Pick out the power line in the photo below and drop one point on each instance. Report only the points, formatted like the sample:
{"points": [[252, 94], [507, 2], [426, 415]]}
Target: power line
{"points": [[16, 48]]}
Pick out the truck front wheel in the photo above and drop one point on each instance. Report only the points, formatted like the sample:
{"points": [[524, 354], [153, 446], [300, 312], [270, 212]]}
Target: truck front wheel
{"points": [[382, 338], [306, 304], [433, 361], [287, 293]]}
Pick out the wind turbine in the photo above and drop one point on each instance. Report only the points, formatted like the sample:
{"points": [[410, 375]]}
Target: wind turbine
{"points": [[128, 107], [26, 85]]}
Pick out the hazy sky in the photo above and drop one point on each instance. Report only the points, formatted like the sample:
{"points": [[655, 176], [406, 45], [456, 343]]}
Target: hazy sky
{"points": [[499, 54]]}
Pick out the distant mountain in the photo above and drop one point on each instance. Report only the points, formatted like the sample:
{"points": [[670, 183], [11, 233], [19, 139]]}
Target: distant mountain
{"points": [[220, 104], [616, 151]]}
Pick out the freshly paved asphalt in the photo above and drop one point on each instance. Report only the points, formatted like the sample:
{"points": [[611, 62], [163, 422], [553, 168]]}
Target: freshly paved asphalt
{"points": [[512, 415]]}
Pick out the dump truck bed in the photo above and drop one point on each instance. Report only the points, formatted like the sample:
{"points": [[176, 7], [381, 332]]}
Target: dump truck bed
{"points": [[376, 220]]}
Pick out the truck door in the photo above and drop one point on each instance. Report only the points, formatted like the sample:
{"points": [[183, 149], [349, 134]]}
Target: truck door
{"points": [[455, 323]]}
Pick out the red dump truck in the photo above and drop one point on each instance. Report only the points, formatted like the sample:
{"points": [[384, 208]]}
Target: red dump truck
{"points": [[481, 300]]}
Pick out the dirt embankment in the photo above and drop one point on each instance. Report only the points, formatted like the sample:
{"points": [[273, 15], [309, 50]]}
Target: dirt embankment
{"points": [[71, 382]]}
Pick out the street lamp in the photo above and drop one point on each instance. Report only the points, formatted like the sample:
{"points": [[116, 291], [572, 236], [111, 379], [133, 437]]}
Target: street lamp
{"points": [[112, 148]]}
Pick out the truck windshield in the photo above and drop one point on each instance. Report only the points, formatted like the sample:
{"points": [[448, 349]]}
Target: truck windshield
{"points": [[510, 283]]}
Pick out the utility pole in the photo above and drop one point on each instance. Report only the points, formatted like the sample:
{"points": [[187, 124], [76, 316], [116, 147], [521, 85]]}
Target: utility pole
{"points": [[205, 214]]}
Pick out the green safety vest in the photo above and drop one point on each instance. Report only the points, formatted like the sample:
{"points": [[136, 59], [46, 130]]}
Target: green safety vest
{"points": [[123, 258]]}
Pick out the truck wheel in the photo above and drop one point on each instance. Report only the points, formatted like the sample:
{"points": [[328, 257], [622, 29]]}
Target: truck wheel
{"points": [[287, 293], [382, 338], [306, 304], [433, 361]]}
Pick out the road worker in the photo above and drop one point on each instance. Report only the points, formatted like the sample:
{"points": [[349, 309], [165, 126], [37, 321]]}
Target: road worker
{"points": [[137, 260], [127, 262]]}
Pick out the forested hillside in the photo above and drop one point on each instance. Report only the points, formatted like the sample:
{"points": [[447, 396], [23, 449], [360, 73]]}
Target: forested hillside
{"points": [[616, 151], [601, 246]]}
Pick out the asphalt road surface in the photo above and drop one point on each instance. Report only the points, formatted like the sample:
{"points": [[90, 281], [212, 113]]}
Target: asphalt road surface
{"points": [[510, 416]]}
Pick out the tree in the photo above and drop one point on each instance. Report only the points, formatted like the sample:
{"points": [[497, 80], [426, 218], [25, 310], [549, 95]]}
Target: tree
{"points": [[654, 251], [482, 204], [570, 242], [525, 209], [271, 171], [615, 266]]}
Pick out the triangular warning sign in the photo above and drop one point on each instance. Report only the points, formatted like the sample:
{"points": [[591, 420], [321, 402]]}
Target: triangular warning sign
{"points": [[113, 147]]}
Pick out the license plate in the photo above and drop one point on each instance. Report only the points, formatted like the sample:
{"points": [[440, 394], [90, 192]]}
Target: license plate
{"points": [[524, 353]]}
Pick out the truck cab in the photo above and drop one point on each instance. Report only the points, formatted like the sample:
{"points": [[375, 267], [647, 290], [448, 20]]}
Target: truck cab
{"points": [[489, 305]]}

▶ **Requirements**: Please rewrite the data from the line with "Pick out the truck cab" through the end of the data, requests included, shifting every coordinate in the answers up by 141. Leave the requests and their format samples unchanged.

▶ **Written response**:
Pick out the truck cab in the photo above and drop one point on each instance. Report only the points, formatted like the sample:
{"points": [[375, 267], [647, 290], [448, 20]]}
Target: truck cab
{"points": [[630, 446]]}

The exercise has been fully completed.